[Data items]
>> Start

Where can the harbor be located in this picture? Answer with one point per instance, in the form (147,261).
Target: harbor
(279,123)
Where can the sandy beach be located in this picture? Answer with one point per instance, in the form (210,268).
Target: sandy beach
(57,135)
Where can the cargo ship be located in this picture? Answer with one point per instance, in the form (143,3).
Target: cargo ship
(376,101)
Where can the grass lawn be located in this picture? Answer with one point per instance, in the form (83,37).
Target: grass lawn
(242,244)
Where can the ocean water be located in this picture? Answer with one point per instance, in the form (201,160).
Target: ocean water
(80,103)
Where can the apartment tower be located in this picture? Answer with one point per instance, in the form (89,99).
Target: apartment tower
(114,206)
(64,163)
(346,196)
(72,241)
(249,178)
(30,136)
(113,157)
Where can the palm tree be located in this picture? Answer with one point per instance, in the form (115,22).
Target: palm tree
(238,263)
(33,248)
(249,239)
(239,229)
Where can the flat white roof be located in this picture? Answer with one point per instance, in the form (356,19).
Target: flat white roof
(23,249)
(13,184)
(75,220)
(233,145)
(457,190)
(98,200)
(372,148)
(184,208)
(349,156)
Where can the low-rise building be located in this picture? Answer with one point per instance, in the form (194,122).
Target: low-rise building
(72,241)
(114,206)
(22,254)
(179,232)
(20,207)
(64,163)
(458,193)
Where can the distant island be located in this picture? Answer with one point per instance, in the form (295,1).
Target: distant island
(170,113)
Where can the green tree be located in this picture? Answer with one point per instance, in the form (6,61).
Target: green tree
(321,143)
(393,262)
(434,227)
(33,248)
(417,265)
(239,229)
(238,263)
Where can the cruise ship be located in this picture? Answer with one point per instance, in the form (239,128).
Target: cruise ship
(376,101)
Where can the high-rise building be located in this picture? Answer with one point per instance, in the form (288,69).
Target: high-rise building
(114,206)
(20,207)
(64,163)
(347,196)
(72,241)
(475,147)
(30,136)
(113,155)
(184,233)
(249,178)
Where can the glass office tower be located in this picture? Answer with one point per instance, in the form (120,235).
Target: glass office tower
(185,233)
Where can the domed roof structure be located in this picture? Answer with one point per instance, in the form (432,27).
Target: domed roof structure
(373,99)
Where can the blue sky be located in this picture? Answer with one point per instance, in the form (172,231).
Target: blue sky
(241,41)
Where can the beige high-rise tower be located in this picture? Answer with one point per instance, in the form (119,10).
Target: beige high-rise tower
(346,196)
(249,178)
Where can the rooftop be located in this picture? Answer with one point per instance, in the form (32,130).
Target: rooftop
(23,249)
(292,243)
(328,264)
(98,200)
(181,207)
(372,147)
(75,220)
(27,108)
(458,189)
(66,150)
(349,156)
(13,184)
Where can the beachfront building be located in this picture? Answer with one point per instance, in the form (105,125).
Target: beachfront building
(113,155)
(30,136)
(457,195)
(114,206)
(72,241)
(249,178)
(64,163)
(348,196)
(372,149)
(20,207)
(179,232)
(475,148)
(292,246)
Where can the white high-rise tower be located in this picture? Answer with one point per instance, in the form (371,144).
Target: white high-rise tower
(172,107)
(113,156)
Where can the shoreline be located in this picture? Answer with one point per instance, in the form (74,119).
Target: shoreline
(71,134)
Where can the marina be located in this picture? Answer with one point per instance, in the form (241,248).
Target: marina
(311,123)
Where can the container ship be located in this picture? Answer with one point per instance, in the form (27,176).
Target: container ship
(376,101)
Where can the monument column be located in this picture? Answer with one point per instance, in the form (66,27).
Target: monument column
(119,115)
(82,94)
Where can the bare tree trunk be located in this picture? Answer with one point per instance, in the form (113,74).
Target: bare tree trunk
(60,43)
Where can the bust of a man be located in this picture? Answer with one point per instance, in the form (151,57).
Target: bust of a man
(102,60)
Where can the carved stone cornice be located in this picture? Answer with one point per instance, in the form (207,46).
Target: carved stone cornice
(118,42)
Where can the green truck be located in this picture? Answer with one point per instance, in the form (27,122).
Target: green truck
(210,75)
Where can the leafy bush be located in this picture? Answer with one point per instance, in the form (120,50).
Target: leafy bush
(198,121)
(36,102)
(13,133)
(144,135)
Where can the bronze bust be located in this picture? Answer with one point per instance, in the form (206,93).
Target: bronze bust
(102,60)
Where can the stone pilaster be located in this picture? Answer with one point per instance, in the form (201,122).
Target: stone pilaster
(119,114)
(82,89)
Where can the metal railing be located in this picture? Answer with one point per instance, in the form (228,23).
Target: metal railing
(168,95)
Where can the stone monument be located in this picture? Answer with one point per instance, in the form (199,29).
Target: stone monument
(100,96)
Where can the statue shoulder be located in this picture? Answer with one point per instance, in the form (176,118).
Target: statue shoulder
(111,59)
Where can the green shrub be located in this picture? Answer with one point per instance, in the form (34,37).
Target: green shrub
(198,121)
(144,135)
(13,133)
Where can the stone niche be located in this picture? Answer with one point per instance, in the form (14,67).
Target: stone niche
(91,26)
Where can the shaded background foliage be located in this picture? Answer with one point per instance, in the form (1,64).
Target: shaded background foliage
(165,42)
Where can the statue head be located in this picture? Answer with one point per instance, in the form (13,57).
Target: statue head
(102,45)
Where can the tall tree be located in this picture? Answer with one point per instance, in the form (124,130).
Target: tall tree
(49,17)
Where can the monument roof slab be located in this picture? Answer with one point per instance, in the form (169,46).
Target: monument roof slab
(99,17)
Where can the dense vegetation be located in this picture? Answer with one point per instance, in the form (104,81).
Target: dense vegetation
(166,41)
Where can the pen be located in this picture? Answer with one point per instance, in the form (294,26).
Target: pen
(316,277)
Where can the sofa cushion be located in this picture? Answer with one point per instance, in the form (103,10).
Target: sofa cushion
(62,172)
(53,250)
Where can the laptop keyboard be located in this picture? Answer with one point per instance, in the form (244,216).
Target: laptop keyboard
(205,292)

>> End

> Request
Repeat the lines above exactly.

> Answer for the task
Where can the harbor be located in this picture? Answer with one point per instance, in the form (147,261).
Target: harbor
(279,123)
Where can the sandy beach be located in this picture? Answer with one point per instance, in the form (210,268).
Target: sandy beach
(57,135)
Where can the cargo ship be located in this picture? Answer with one point per instance, in the form (143,3).
Target: cargo ship
(376,101)
Where can the grass lawn be located in this picture? Answer with one point per instance, in the form (83,37).
Target: grass lawn
(242,244)
Where can the ocean water be located in this picture? Answer with one point per instance, in the form (201,160).
Target: ocean water
(80,103)
Where can the apartment tower be located in this picture? Answer with one point per instance, in the form (89,99).
Target: apartment tower
(114,206)
(64,163)
(346,196)
(72,241)
(249,178)
(30,136)
(113,157)
Where can the palm tree be located in this picture? Answer with one point per instance, in the form (115,22).
Target: palm tree
(238,263)
(33,248)
(249,239)
(239,229)
Where can the flat white roof be located in this picture? Answer with one point per instance, in the form (356,19).
Target: flat white roof
(23,249)
(13,184)
(75,220)
(233,145)
(457,190)
(98,200)
(372,148)
(184,208)
(349,156)
Where can the low-rise building be located in this picture? Answer with one point per instance, in the form (194,122).
Target: low-rise building
(72,241)
(114,206)
(22,254)
(179,232)
(20,207)
(64,163)
(458,193)
Where can the distant island be located in this picture? Answer with one point per instance, in the form (295,1).
Target: distant island
(170,113)
Where can the green tree be located in this picture? Answer with one point per instance, in the form (6,61).
Target: green tree
(321,143)
(393,262)
(434,227)
(33,248)
(417,265)
(239,229)
(238,263)
Where can the cruise ship be located in this picture? Answer with one point per instance, in the form (239,128).
Target: cruise ship
(376,101)
Where can the high-rise building be located in this picture? Answer with one point per instance, in the form (288,69).
Target: high-rise building
(114,206)
(20,207)
(64,163)
(347,196)
(72,241)
(475,147)
(30,136)
(113,155)
(184,233)
(249,178)
Where can the glass office tower be located in this picture? Answer with one point per instance, in the form (120,235).
Target: glass office tower
(185,233)
Where can the domed roof structure be located in this picture? Answer with one point per instance, in the form (432,27).
Target: domed roof structure
(373,99)
Where can the blue sky be located in this picture? Answer with one point per instance, in the form (172,231).
Target: blue sky
(241,41)
Where can the beige high-rise tower be located in this picture? Answer with one point per instance, in the form (119,10).
Target: beige high-rise tower
(346,196)
(249,178)
Where can the rooftop be located in this picture? Answer with one point per instance, in the form (32,130).
Target: rooftop
(23,249)
(292,243)
(328,264)
(98,200)
(181,207)
(372,147)
(75,220)
(27,108)
(458,189)
(66,150)
(349,156)
(13,184)
Where can the beachfront building be located in this picture? Answer with one point per instance, in the form (105,125).
Target: beachfront building
(113,155)
(30,136)
(457,195)
(114,206)
(72,241)
(249,178)
(64,163)
(348,196)
(372,149)
(20,207)
(179,232)
(475,148)
(292,246)
Where can the white high-rise tower be located in this picture? Answer with one point per instance, in the form (371,144).
Target: white high-rise tower
(172,107)
(113,156)
Where can the shoreline be located in this picture? Answer with one point per instance, in the form (74,119).
Target: shoreline
(71,134)
Where can the marina be located in this picture? Answer with one point per instance, in the form (241,248).
Target: marina
(311,123)
Where can the container ship be located in this picture? Answer with one point per instance, in the form (27,176).
Target: container ship
(376,101)
Where can the monument column be located in this picture? Answer with one point per instance, in the form (66,27).
Target: monument column
(119,115)
(82,94)
Where can the bare tree trunk be located in this picture? Answer with one point per instance, in the form (113,74).
Target: bare tree trunk
(60,43)
Where can the bust of a man be located in this picture? Answer with one point per instance, in the form (151,57).
Target: bust of a man
(102,60)
Where can the carved stone cornice be located in this picture? Answer with one point per instance, in the form (207,46).
Target: carved stone cornice
(118,42)
Where can the green truck be located in this picture? Answer with one point per instance, in the form (27,122).
Target: green truck
(210,75)
Where can the leafy bush be located in this picture? Answer with one point per instance, in the form (120,50).
Target: leafy bush
(198,121)
(36,102)
(13,133)
(144,135)
Where can the bronze bust be located in this picture? Answer with one point per instance, in the form (206,93).
Target: bronze bust
(102,60)
Where can the stone pilaster be located in this picture? Answer with one point per instance, in the form (201,122).
Target: stone pilaster
(119,114)
(82,89)
Where can the metal railing be located in this picture? Answer with one point per instance, in the form (228,23).
Target: metal railing
(168,95)
Where can the stone monument be located in this picture? Answer with one point per instance, in the form (199,29).
Target: stone monument
(100,96)
Where can the statue shoulder be located in this picture? Answer with one point per instance, in the form (176,118).
Target: statue shoulder
(111,59)
Where can the green shrub be located in this picture? Answer with one point per instance, in the form (34,37).
Target: green shrub
(198,121)
(144,135)
(13,133)
Where can the stone niche be located in this picture? Answer with one point per instance, in the form (14,67).
Target: stone niche
(91,26)
Where can the shaded background foliage be located in this picture? Answer with one point per instance, in the form (1,64).
Target: shaded background foliage
(165,42)
Where can the statue head be located in this picture? Answer with one point per instance, in the form (13,57).
Target: statue head
(102,45)
Where can the tall tree be located in this picture? Answer with one point per instance, in the form (124,130).
Target: tall tree
(49,17)
Where can the monument roof slab be located in this picture? Answer with one point per instance, in the form (169,46).
Target: monument roof slab
(99,17)
Where can the dense vegetation be located in this picture? Answer with one point per instance, in the form (104,81).
Target: dense vegetation
(166,41)
Where can the pen be located in this picture? Answer with one point per instance, in the form (294,26).
Target: pen
(316,277)
Where can the sofa cushion be located in this picture? Answer with one point per instance, in the form (103,10).
Target: sofa cushion
(62,172)
(53,250)
Where can the laptop keyboard be located in this picture? Answer with one point per instance, in the form (244,216).
Target: laptop keyboard
(205,292)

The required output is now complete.